▽

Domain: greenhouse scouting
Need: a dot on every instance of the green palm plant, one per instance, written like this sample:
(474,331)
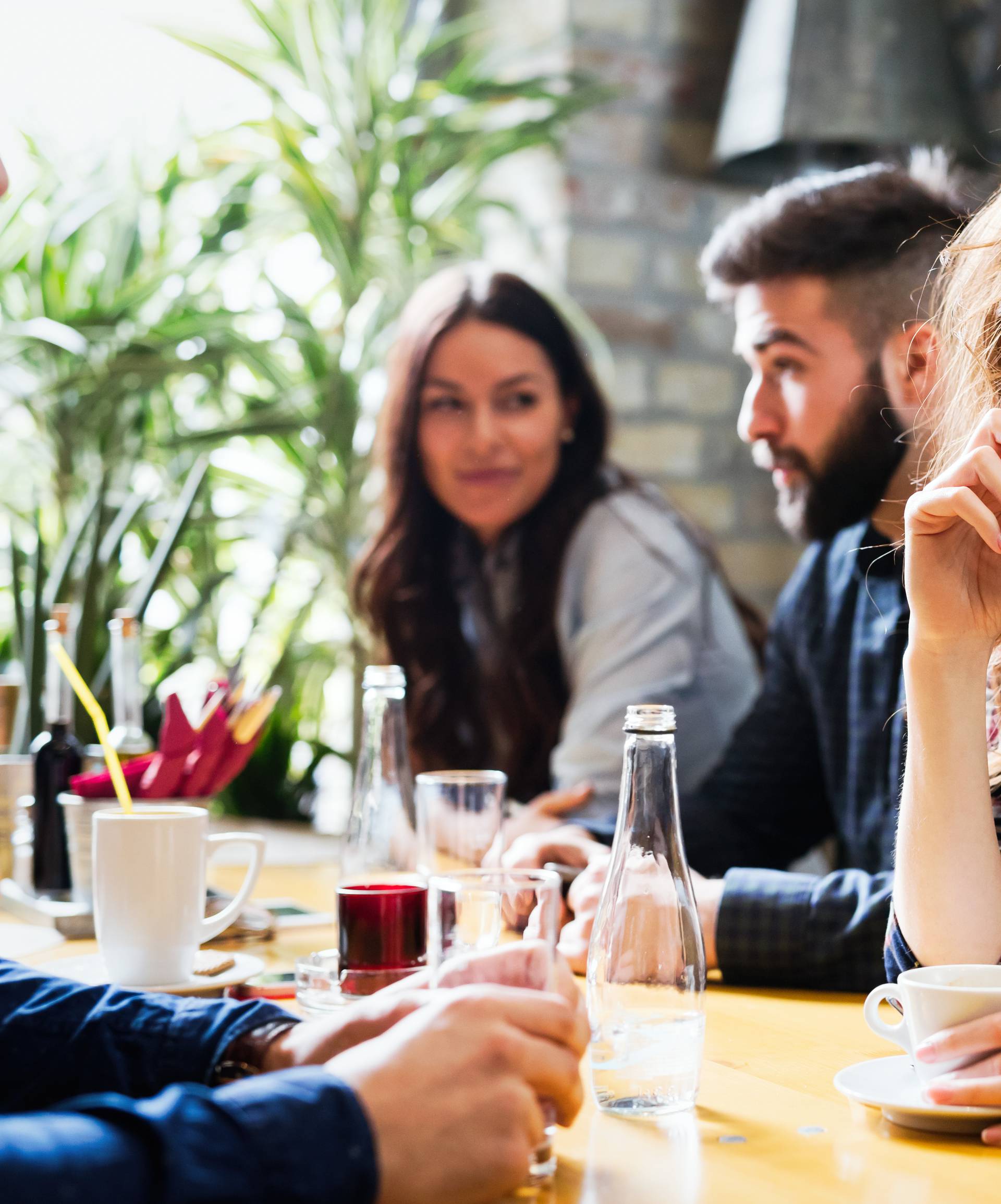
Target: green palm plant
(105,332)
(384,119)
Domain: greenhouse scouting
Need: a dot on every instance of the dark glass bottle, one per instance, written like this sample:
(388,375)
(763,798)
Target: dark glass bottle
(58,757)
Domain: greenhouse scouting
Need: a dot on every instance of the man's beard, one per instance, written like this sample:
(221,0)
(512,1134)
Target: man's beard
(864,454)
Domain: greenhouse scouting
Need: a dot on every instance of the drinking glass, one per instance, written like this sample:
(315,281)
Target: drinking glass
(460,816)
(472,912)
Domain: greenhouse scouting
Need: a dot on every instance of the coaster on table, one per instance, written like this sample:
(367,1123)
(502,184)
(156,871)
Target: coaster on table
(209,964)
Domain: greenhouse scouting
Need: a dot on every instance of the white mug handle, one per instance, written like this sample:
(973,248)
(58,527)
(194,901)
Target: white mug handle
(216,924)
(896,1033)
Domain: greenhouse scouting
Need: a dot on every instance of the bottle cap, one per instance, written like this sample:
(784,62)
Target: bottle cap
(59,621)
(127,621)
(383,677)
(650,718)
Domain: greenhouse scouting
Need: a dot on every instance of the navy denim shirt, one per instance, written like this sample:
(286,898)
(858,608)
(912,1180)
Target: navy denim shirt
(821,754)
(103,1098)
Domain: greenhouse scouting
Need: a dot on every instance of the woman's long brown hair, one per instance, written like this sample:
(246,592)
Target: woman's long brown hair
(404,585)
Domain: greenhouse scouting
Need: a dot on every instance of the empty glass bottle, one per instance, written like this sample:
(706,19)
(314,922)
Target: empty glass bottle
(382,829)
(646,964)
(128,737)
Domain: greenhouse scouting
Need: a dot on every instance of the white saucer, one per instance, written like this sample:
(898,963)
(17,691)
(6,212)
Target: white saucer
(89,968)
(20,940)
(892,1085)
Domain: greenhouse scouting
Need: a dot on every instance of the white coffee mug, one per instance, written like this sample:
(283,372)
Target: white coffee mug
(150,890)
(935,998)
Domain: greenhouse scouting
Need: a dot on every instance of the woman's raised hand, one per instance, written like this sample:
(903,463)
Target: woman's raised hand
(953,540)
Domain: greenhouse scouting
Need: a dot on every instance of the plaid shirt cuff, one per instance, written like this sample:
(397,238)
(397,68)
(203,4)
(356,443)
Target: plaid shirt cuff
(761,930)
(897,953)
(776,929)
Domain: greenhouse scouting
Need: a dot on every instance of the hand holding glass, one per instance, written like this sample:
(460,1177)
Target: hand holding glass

△

▸ **EXERCISE GOAL**
From the first record to the last, transcribe everything exactly but drop the pictures.

▸ **EXERCISE RESULT**
Domain: greenhouse scouting
Need: a dot on every instance of the green palm plant, one per instance, written like this sample:
(474,331)
Target: green palm plant
(105,332)
(384,119)
Domain: greenhouse scouting
Need: a dot on every instance of the dark glass bottle, one per instance, written like this sample:
(388,375)
(763,798)
Target: dark glass bottle
(58,757)
Domain: greenhouse scouting
Need: a dot on every instance of the man's beard, one per instance, written like this sample:
(221,0)
(512,1134)
Target: man's beard
(864,454)
Domain: greenhouse scouting
Need: a dot on every instance of the drinking glass, one per instance, written like this sample:
(315,281)
Target: drinking glass
(460,816)
(472,912)
Domain: greenhouse scouting
Need: a dot on every instance of the coaster on table, one per instance, written like this sample:
(367,1123)
(502,184)
(156,871)
Target: coaster on table
(209,964)
Domain: greenhouse scouting
Need: a dot on every instance of the white mug handle, one per instance, written like this sample:
(973,248)
(58,527)
(194,901)
Target: white mug handle
(216,924)
(896,1033)
Domain: greenhouse scouting
Need: a dot on every instance of the bottle cap, one per instance, written like this sample:
(784,62)
Target: bottle cap
(59,621)
(127,621)
(383,677)
(650,718)
Domain: greenhouse scouting
Need: a dot on every instance of the navy denim shirt, one per instance, written like this sample:
(286,898)
(858,608)
(912,1180)
Target: navy denim shirt
(821,754)
(103,1098)
Domain: greenhouse scouting
Need: a dot on every instance of the woman's long brown hair, one per instance, written like this sample:
(246,592)
Target: woman's long brown hair
(404,585)
Domain: greenhouse scouting
Need: a dot on every instance of the empty glass bottle, one per instance, written like this sample:
(706,19)
(314,922)
Target: empty glass bottle
(382,829)
(646,964)
(128,737)
Domain: greenhouse scouting
Need: a dot on every instance of the white saucer, one per instance, written like this sample:
(898,963)
(17,691)
(6,212)
Target: white saucer
(89,968)
(20,940)
(892,1085)
Domain: greenhouse scouting
Need: a dot on every instance of the white coffee mug, one per instance, written like this sample:
(283,372)
Target: white coffee mug
(150,890)
(935,998)
Domain: greenhouse scouting
Need: a dot on every instance of the woman's raised hand, one per instance, written like this sample:
(903,463)
Target: woman's raised hand
(953,540)
Domain: greenhouse scouting
Need: a dot on every instance of the plaid shirt cuff, one per instance, written like this sample:
(397,238)
(397,68)
(203,4)
(356,443)
Target: plaid shirt cuff
(761,930)
(897,953)
(776,929)
Domain: greenhouse scouting
Need: a dot on every instance of the hand holding glass, one per instance, written like this sample:
(460,1177)
Target: hand holding glass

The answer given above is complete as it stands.